_Tarefa proposta 1_
Por favor, transcreva sem nenhuma alteração a parte do trecho do documento que começa com as palavras contendo “A noção de racialização” e termina com “um sonho coletivo...”.

Mafoane Odara – Vou contar um caso. A USP criou uma nova Reitoria de Pertencimento e Inclusão este ano. Pela primeira vez, em 2022, o número de estudantes de escolas públicas passou o de escolas particulares. A USP é a universidade mais conservadora deste país, isso não é qualquer coisa.

Quando vamos para o mundo corporativo para traduzir isso, por exemplo, o marketing é o lugar mais conservador para fazer transformação, porque é onde se reproduz todos os estereótipos e preconceitos que a sociedade tem. Lugares mais conservadores demoram mais para mudar essa chave.

Precisamos entender que está tudo bem as tensões acontecerem. Porque o que dificulta tudo é o medo do diferente. “O que vai acontecer se trouxer uma pessoa da periferia, alguém totalmente diferente de mim?” Não é simples, mas ter conversas difíceis é o único caminho para fazer a virada de chave que precisamos. Vamos ter, sim, que ser corajosos e intencionais. Vai doer, mas crescer dói.

5 . Racializar-se é para todes, e é para agora

Ismael dos Anjos – Racializar-se é um passo importante para todos e todas. Pessoas brancas precisam entender que têm que se racializar. Elas são o grupo identitário mais bem-sucedido do Brasil, embora essa alcunha seja empurrada para grupos minorizados.

A noção de racialização é muito importante para quebrar o mito da democracia racial e para se reaver com nosso passado, para sonhar um futuro, um Brasil, porque o que tivemos até agora não foi necessariamente um sonho coletivo...

Mas é também importante para a gente se ver com nossas trajetórias. Entendo que a racialização tem ainda um processo de acolhimento quando conseguimos nos afrocentrar [no caso de pessoas negras], ficar em paz com os passos que nos trouxeram até aqui, o que é muito importante. Porque isso é algo central, que organiza as experiências da vida, de ser filho, de ser pai, de saber em quem votar, quais escolhas fazer.

6 . É fundamental empatizar, reconhecer e refletir sobre as identidades que se cruzam. Sobre masculinidades, inclusive

Gustavo Venâncio – Quando entendi que minha carreira estava em um momento anterior à dos meus colegas que estudaram comigo que não eram, como eu, homossexuais e negros, foi quando me veio o alerta. Minha homossexualidade não atrapalhou tanto a minha carreira quanto minha negritude – que é óbvia, porque sou uma pessoa de pele retinta.

Não podia esconder minha negritude, mas pude esconder minha sexualidade. Claro que isso me atrasou, porque esconder dá trabalho pra caramba, mas tive essa opção. É o que muitos fazem no dia a dia.

Ismael dos Anjos – Não existe, na sociedade em que vivemos, uma questão séria ou leve que não seja atravessada pelas masculinidades de maneira preponderante. Machismo é uma ideologia que serve de pilar para a construção ocidental do que é uma sociedade, uma família, uma comunidade.

Registros extraídos:

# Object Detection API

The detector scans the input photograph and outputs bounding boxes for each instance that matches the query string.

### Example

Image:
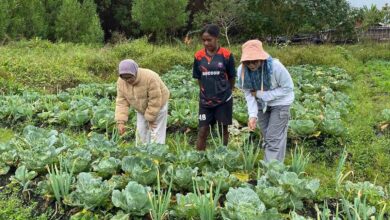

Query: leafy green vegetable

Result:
[91,157,121,177]
[111,181,151,216]
[11,166,38,191]
[64,173,113,209]
[122,156,157,185]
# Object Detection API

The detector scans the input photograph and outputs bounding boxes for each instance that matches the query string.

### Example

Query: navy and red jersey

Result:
[192,47,236,108]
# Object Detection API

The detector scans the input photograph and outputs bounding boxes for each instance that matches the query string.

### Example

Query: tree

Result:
[2,0,47,39]
[43,0,62,41]
[132,0,188,41]
[0,1,9,40]
[363,5,385,28]
[55,0,103,43]
[194,0,246,47]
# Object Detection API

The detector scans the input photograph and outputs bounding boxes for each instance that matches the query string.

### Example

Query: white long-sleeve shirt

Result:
[237,59,294,118]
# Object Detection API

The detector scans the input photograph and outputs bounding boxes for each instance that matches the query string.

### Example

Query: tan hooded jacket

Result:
[115,68,169,123]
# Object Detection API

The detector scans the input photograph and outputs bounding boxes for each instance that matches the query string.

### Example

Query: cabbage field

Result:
[0,46,390,220]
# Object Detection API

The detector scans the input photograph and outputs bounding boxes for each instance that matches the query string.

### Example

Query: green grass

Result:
[0,188,49,220]
[0,39,390,207]
[0,128,14,142]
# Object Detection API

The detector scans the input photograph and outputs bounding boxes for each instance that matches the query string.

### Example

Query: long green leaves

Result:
[148,169,172,220]
[241,137,260,172]
[290,146,310,175]
[193,181,221,220]
[47,159,76,203]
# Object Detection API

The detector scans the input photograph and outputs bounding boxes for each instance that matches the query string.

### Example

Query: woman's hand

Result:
[118,123,126,135]
[248,118,257,131]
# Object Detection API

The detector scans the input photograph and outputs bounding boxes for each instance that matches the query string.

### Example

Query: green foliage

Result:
[194,182,221,220]
[256,161,320,211]
[290,146,310,175]
[222,187,281,220]
[11,166,38,191]
[55,0,103,43]
[206,146,243,171]
[64,173,113,209]
[148,168,172,220]
[194,0,248,47]
[0,0,47,39]
[162,165,198,191]
[0,189,48,220]
[47,160,74,203]
[111,181,151,216]
[132,0,188,40]
[122,156,157,185]
[0,1,10,39]
[91,157,121,177]
[13,125,67,171]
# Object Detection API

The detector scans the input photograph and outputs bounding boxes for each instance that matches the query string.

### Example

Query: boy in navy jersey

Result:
[192,24,236,150]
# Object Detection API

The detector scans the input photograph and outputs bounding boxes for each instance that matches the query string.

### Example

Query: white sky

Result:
[348,0,390,8]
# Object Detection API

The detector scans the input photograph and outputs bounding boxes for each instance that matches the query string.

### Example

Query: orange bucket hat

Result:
[241,40,269,62]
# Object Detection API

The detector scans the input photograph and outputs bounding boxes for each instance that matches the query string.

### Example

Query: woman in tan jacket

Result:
[115,59,169,144]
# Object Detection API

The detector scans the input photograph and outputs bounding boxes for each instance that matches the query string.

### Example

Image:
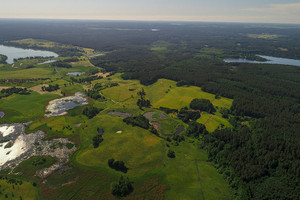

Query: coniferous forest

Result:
[0,20,300,200]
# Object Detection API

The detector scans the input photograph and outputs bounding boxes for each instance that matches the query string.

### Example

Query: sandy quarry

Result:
[0,124,76,177]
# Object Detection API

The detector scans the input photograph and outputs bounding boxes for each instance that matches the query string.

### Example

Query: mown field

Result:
[0,47,233,200]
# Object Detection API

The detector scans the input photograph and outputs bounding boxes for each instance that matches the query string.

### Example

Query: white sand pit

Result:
[0,124,76,176]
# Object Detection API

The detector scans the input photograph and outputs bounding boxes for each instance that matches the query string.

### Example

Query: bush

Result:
[178,107,200,123]
[107,158,128,173]
[111,176,133,197]
[190,99,216,113]
[123,115,150,129]
[186,122,207,138]
[82,107,101,119]
[93,134,103,148]
[167,149,175,158]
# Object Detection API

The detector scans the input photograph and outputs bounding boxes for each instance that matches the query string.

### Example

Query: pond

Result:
[0,45,58,64]
[224,55,300,67]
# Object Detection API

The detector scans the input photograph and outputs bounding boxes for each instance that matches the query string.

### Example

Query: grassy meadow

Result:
[0,43,233,200]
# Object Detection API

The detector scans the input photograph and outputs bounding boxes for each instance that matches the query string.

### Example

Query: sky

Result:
[0,0,300,24]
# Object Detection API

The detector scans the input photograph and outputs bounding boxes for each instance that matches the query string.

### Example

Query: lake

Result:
[224,55,300,67]
[0,45,58,64]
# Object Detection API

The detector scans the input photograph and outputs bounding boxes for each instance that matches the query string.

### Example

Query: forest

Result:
[0,20,300,200]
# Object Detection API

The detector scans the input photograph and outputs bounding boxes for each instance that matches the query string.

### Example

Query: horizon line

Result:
[0,17,300,25]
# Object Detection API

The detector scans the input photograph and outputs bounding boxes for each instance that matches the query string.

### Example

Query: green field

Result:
[0,48,233,200]
[0,179,38,200]
[0,68,54,79]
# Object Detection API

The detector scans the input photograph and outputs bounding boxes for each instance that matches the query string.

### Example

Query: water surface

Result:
[0,45,58,64]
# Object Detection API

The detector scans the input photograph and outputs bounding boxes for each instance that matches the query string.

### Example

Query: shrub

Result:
[190,99,216,113]
[111,176,133,197]
[107,158,128,173]
[167,149,175,158]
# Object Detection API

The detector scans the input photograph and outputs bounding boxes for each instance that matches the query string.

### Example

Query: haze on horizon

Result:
[0,0,300,23]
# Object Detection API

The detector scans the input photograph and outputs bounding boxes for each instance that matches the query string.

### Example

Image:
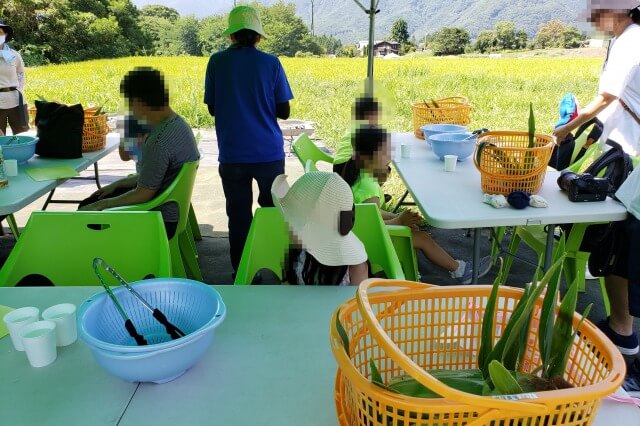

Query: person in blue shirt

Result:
[204,6,293,271]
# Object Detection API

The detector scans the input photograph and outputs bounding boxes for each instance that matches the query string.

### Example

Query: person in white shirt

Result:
[554,0,640,392]
[0,21,29,135]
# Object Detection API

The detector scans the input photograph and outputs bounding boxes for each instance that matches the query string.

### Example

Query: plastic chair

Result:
[0,211,171,287]
[235,204,404,285]
[291,133,333,171]
[109,161,202,281]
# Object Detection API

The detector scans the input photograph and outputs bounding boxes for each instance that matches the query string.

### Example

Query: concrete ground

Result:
[0,129,640,330]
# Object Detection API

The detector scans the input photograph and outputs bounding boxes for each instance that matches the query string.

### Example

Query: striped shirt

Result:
[138,114,200,222]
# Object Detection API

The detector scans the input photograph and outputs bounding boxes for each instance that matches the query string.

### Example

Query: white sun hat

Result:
[271,172,367,266]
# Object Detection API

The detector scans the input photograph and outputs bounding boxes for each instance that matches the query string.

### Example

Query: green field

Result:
[26,57,602,151]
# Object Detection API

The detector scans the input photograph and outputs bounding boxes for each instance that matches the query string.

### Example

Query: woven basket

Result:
[331,280,625,426]
[473,132,554,195]
[411,96,473,139]
[28,106,109,152]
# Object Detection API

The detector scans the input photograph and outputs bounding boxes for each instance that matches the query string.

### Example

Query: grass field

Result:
[26,57,602,147]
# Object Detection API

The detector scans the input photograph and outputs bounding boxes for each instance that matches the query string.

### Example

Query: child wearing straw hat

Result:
[271,172,368,285]
[204,6,293,271]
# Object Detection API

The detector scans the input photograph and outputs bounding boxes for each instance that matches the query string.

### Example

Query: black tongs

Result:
[93,257,185,346]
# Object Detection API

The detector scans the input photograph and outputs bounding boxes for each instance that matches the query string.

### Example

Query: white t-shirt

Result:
[598,24,640,156]
[0,50,24,109]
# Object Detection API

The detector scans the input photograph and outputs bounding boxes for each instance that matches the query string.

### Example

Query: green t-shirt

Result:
[351,171,384,203]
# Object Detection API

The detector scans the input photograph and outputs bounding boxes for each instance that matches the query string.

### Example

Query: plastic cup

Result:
[20,321,58,367]
[4,159,18,176]
[42,303,78,346]
[444,155,458,172]
[400,143,411,158]
[2,306,40,351]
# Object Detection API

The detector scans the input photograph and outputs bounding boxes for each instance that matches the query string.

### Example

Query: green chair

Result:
[235,204,405,285]
[109,161,202,281]
[0,211,171,287]
[291,133,333,171]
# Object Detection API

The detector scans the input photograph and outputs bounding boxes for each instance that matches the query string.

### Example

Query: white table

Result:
[0,286,640,426]
[391,133,627,283]
[0,133,120,215]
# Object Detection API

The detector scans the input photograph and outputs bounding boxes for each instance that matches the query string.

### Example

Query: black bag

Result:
[580,140,633,277]
[36,101,84,158]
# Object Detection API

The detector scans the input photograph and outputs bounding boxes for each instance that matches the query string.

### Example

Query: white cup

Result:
[444,155,458,172]
[4,159,18,176]
[2,306,40,351]
[42,303,78,346]
[20,321,58,367]
[400,143,411,158]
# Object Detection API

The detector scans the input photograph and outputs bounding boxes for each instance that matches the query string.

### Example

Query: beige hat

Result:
[579,0,640,21]
[271,172,367,266]
[222,6,267,37]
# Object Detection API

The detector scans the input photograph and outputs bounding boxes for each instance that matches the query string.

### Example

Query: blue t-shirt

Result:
[204,46,293,163]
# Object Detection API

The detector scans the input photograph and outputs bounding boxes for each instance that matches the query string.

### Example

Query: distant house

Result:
[356,40,400,56]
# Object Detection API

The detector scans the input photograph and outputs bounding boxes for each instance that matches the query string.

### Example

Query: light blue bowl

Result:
[431,132,478,161]
[77,278,226,383]
[420,124,469,145]
[0,136,38,164]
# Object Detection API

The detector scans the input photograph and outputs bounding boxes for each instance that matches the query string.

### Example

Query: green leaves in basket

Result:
[336,309,351,355]
[489,359,523,395]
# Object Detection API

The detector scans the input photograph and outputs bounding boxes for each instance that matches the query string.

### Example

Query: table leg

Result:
[471,228,482,284]
[544,225,556,272]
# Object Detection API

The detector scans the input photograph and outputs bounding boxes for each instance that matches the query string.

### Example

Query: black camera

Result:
[558,170,611,202]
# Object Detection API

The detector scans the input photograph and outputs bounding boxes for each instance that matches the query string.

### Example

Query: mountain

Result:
[133,0,584,43]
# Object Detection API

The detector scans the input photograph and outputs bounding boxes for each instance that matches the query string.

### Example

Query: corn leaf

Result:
[336,309,351,355]
[492,257,564,368]
[489,360,522,395]
[538,236,565,370]
[478,259,503,378]
[529,102,536,148]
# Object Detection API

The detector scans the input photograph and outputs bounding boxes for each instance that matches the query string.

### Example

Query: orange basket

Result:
[411,96,473,139]
[28,107,109,152]
[331,279,625,426]
[473,132,554,195]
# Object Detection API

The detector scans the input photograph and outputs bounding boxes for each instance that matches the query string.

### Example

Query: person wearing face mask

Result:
[78,67,200,239]
[0,21,29,135]
[554,0,640,395]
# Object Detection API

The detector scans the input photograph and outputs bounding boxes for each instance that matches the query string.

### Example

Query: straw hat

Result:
[222,6,267,37]
[580,0,640,21]
[271,172,367,266]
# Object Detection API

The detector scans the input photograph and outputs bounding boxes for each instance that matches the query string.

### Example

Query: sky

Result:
[131,0,238,18]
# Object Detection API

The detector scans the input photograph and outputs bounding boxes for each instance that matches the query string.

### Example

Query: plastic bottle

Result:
[0,145,9,188]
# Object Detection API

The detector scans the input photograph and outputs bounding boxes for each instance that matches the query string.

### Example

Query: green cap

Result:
[222,6,266,37]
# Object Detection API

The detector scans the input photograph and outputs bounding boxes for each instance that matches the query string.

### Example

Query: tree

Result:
[431,28,471,56]
[140,4,180,22]
[534,19,565,49]
[389,18,409,44]
[495,21,516,50]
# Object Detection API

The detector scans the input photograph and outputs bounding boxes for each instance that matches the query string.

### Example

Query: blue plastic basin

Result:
[420,124,469,145]
[431,132,478,161]
[0,136,38,164]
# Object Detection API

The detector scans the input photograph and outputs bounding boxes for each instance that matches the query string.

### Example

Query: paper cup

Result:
[4,159,18,176]
[20,321,58,367]
[444,155,458,172]
[400,143,411,158]
[2,306,40,351]
[42,303,78,346]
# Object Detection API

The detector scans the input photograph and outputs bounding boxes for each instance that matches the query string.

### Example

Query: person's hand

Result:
[553,124,571,144]
[397,210,422,229]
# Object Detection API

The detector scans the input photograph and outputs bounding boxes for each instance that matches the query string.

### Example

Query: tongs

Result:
[93,257,185,346]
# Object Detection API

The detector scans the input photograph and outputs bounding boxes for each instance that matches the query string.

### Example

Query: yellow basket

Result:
[411,96,473,139]
[28,107,109,152]
[473,132,554,195]
[331,279,625,426]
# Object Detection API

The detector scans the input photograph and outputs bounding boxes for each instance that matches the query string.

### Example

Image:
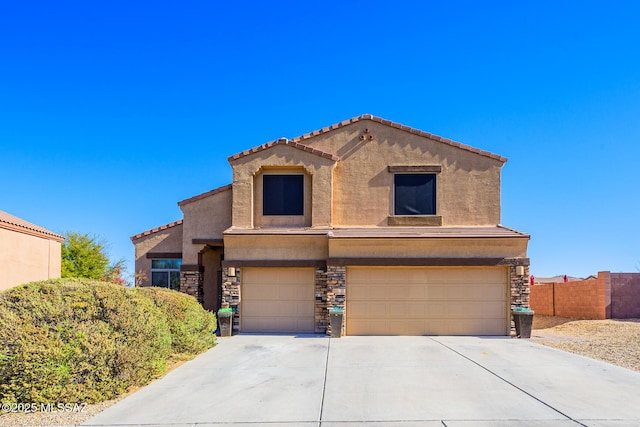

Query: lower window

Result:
[151,259,182,291]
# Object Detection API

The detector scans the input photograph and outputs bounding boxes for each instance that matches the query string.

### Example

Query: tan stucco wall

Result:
[230,144,335,228]
[296,120,503,226]
[180,188,236,265]
[133,225,183,286]
[224,235,328,260]
[329,237,529,258]
[0,228,62,291]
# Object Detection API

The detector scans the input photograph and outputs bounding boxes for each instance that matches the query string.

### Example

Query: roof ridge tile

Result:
[131,219,184,241]
[228,114,507,163]
[178,184,233,206]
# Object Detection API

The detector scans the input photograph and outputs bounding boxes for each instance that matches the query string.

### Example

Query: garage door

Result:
[346,267,508,335]
[240,268,315,333]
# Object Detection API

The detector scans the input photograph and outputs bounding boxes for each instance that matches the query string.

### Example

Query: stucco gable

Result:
[228,114,507,163]
[0,211,64,242]
[227,138,340,162]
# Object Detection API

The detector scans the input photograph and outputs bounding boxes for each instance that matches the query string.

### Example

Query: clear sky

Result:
[0,0,640,276]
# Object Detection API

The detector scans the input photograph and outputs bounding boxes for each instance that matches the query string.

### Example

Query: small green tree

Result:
[62,231,126,284]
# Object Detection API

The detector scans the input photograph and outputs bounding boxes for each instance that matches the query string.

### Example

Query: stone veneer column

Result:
[325,265,347,335]
[180,270,204,304]
[314,267,329,334]
[222,267,240,331]
[501,258,531,336]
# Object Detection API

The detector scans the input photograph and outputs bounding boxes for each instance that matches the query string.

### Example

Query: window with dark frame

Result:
[151,259,182,291]
[262,174,304,215]
[393,173,436,216]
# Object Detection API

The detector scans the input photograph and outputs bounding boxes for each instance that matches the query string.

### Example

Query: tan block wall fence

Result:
[531,271,640,320]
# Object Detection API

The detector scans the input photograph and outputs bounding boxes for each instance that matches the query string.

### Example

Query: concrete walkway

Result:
[83,335,640,427]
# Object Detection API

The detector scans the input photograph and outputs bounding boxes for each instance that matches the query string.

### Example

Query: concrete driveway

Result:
[83,335,640,427]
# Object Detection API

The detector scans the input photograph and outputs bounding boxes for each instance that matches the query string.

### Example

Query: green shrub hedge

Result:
[0,279,215,403]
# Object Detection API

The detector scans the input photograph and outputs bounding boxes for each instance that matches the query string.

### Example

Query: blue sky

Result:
[0,0,640,276]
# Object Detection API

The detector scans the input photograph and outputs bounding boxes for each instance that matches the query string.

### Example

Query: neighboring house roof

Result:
[131,219,182,241]
[228,138,340,162]
[0,211,64,242]
[178,184,233,206]
[224,225,530,239]
[228,114,507,163]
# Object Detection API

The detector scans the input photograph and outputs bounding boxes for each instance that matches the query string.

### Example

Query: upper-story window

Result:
[393,173,436,215]
[151,259,182,291]
[262,174,304,215]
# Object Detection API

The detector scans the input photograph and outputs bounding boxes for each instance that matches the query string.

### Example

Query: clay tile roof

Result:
[178,184,232,206]
[228,114,507,163]
[227,138,340,162]
[0,211,64,242]
[131,219,182,241]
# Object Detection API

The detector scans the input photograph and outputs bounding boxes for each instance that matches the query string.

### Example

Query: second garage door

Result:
[346,267,508,335]
[240,268,315,333]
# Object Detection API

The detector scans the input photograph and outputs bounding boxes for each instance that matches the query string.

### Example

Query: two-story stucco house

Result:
[132,114,529,335]
[0,211,64,291]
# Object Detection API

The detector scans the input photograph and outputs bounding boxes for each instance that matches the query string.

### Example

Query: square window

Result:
[262,175,304,215]
[151,259,182,291]
[393,174,436,215]
[151,271,169,288]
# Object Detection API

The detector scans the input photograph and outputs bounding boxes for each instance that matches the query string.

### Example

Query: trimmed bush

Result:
[137,288,216,354]
[0,279,215,403]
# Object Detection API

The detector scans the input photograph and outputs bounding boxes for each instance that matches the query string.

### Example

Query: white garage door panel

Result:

_Tarefa proposta 2_
Cite literalmente somente a parte da listagem que vai do início da listagem até a linha que contém “[0,128,14,142]”, com essa linha incluída, e deixe as imagens de fora da resposta.

_Resposta 1_
A noção de racialização é muito importante para quebrar o mito da democracia racial e para se reaver com nosso passado, para sonhar um futuro, um Brasil, porque o que tivemos até agora não foi necessariamente um sonho coletivo...

_Resposta 2_
# Object Detection API

The detector scans the input photograph and outputs bounding boxes for each instance that matches the query string.

### Example

Image:

Query: leafy green vegetable

Result:
[91,157,121,177]
[111,181,151,216]
[11,166,38,191]
[64,173,113,209]
[122,156,157,185]
# Object Detection API

The detector scans the input photograph and outputs bounding boxes for each instance that matches the query string.

### Example

Query: navy and red jersey

Result:
[192,47,236,108]
# Object Detection API

The detector scans the input photograph and outputs bounding boxes for each instance that matches the query string.

### Example

Query: tree

Result:
[2,0,47,39]
[43,0,62,41]
[132,0,188,41]
[0,1,9,40]
[363,5,385,28]
[55,0,103,43]
[194,0,246,47]
# Object Detection API

The detector scans the input photograph and outputs bounding boxes for each instance that matches the query string.

### Example

Query: white long-sleeve shirt

Result:
[237,59,294,118]
# Object Detection API

The detector scans the input photograph and outputs bounding boxes for each instance that matches the query string.

### Example

Query: tan hooded jacket

Result:
[115,68,169,123]
# Object Detection API

The detector scans the input photograph and outputs bounding boxes for each instance that matches the query string.

### Example

Query: cabbage field

Result:
[0,46,390,220]
# Object Detection API

The detector scans the input photograph and outputs bounding boxes for each instance that matches the query string.

### Example

Query: green grass

Result:
[0,188,49,220]
[0,39,390,207]
[0,128,14,142]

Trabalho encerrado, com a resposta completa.